TEXT PASSAGE:
Two free health camps have been arranged by the Sarwar Foundation in Badami Bagh Lahore. Water borne diseases have become common as families can’t afford basic medicine. Over 700 patients were treated at the camps.
Vice Chair Perveen Sarwar said: “It’s unbelievable that in the 21st century, women and children still suffer from water borne diseases.
“Healthcare has never been a priority and it’s always the poorest who suffer. These are the forgotten people, who struggle every day with poor living conditions, lack of education and healthcare.
“Children as young as four have diabetes and are suffering from water borne diseases. These people have been neglected for decades.”
The Sarwar Foundation’s top objective is to provide healthcare facilities to marginalised people in society.
At the free health camp in Badami bagh Lahore for mothers and children, Mrs Sarwar was accompanied by her daughter and granddaughters, Faiza Sarwar, Ayesha and Maryam.

COMPLETE THE FOLLOWING:
• a. Summarize the text on the Sarwar Foundation health camps in two sentences.
• b. Answer these questions from the text on the Sarwar Foundation health camps:
(i) How many patients were treated at the camps?
(ii) What position does Perveen Sarwar hold?
(iii) Who accompanied Mrs Sarwar at the camp for mothers and children?
• c. Please write a continuation of the text on the Sarwar Foundation health camps, starting after its last sentence.

DATA SHOWN:
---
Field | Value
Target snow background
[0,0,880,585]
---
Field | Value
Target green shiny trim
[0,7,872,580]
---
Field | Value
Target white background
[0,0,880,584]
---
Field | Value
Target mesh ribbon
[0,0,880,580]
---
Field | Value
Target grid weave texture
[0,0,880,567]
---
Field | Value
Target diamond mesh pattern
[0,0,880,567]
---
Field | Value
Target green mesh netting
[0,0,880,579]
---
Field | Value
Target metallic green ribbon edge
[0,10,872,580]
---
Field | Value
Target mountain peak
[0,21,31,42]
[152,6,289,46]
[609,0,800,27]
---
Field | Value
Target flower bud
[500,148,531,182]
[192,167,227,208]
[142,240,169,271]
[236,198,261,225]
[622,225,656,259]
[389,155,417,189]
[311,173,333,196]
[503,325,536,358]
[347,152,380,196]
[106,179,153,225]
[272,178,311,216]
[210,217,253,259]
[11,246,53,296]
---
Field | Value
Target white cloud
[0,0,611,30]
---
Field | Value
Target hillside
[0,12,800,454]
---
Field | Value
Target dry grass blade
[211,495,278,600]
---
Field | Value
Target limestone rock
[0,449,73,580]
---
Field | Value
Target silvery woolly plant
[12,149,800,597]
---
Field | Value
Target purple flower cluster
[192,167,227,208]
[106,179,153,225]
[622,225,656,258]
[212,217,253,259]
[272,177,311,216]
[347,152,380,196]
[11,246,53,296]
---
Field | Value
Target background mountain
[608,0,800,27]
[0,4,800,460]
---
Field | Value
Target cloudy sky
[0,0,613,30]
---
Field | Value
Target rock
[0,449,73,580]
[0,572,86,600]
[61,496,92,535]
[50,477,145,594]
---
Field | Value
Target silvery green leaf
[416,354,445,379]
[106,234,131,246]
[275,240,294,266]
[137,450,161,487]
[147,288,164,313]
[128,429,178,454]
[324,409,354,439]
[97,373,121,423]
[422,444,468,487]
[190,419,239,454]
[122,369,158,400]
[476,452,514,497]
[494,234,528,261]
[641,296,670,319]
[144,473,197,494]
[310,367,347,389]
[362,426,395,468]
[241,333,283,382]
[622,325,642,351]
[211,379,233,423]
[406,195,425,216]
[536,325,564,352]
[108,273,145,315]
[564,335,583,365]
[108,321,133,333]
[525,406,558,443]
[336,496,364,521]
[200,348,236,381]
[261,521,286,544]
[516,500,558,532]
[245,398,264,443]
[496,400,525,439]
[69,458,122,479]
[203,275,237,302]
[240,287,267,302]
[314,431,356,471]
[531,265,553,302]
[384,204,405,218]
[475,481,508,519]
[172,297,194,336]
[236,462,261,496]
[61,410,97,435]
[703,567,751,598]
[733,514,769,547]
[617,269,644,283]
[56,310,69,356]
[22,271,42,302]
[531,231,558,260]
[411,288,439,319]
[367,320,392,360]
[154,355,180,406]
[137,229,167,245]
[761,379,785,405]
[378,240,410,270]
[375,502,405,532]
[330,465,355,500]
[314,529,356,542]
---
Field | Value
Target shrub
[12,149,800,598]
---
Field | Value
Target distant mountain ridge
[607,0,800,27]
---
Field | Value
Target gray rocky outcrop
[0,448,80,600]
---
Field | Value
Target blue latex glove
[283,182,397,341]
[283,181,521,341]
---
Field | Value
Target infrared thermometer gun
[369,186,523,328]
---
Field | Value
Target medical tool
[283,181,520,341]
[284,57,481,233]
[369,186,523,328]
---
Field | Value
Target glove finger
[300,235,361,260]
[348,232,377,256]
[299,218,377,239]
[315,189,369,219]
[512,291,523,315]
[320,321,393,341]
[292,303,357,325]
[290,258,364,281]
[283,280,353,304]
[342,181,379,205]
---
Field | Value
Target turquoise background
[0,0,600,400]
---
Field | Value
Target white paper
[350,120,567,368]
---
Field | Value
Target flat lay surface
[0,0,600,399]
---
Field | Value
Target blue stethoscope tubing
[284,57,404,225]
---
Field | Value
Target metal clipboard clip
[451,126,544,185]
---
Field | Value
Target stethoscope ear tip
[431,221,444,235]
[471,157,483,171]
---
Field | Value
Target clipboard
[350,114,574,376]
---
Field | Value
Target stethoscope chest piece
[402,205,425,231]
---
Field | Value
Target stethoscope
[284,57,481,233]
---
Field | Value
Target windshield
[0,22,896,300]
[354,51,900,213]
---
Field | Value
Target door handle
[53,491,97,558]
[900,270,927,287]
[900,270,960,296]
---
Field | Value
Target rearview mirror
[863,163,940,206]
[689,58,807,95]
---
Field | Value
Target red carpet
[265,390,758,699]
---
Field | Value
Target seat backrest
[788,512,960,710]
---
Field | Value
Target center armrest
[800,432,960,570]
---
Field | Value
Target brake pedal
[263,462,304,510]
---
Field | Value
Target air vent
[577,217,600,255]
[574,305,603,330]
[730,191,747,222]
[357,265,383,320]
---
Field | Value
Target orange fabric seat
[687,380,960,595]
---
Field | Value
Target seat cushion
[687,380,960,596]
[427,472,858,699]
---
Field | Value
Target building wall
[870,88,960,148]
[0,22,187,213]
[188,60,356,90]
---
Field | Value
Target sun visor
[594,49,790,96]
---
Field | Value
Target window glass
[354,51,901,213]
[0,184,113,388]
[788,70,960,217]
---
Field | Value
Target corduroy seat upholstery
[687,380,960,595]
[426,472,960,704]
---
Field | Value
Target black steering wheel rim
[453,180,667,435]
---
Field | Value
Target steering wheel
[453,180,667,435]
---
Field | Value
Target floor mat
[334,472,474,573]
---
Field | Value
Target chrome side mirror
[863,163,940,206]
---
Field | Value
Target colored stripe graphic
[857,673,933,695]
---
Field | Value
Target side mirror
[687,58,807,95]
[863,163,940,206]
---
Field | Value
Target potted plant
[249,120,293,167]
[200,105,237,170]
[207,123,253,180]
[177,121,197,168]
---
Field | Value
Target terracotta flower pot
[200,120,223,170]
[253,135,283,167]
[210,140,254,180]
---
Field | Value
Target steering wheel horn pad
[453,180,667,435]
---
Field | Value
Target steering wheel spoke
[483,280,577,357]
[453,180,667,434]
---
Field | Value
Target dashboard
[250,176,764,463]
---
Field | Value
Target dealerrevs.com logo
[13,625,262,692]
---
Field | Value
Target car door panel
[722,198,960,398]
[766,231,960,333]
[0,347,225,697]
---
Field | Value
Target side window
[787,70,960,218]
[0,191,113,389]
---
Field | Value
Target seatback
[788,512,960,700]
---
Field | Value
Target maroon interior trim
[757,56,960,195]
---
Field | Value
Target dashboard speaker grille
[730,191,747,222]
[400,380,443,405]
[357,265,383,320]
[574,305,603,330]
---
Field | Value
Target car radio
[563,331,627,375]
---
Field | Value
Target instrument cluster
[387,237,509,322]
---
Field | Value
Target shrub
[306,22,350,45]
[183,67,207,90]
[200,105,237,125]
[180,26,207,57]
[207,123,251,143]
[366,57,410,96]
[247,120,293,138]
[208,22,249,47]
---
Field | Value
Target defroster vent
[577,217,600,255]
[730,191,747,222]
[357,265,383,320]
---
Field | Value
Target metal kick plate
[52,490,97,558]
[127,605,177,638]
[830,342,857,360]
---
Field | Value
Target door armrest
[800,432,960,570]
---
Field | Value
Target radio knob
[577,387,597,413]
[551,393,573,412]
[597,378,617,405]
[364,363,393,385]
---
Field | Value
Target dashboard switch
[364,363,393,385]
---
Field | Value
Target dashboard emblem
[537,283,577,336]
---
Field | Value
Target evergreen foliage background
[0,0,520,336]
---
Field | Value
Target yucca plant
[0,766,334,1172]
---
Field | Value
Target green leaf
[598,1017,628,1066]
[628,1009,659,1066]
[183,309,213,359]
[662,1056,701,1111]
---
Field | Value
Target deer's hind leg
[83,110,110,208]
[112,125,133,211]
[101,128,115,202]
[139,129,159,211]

TASK-BY-TASK RESULTS:
• a. The Sarwar Foundation arranged two free health camps in Badami Bagh, Lahore, where over 700 patients were treated, as water borne diseases have become common among families who can't afford basic medicine. Vice Chair Perveen Sarwar said that the poorest have been neglected for decades, with children as young as four suffering from diabetes and water borne diseases, and the foundation's top objective is to provide healthcare facilities to marginalized people.

• b.
(i) Over 700
(ii) Vice Chair
(iii) Her daughter and granddaughters: Faiza Sarwar, Ayesha and Maryam

• c.
The camp was overflowing with patients experiencing a wide range of illnesses. Hundreds were prescribed and provided with quality medication. Drugs were provided for intestinal worms, malnutrition in children and elderly residents, and mouth ulcers and scabies. We want to thank our medical teams who volunteered. We’d like to help more patients, and we rely on donations to make this happen. Please consider making a small donation if you can.
The hepatitis virus is increasingly recognised as a major health problem, and is found frequently in Pakistani settings. The cost of screening and the treatment for low salary families is equivalent to monthly salaries.
The Sarwar Foundation understands the financial pressures facing too many people in Pakistan who need vital healthcare. That’s why we provide free hepatitis screening to thousands of patients. A total of 15,000 patients have been screened positive for the infection, and the Foundation ensures they receive free medicine.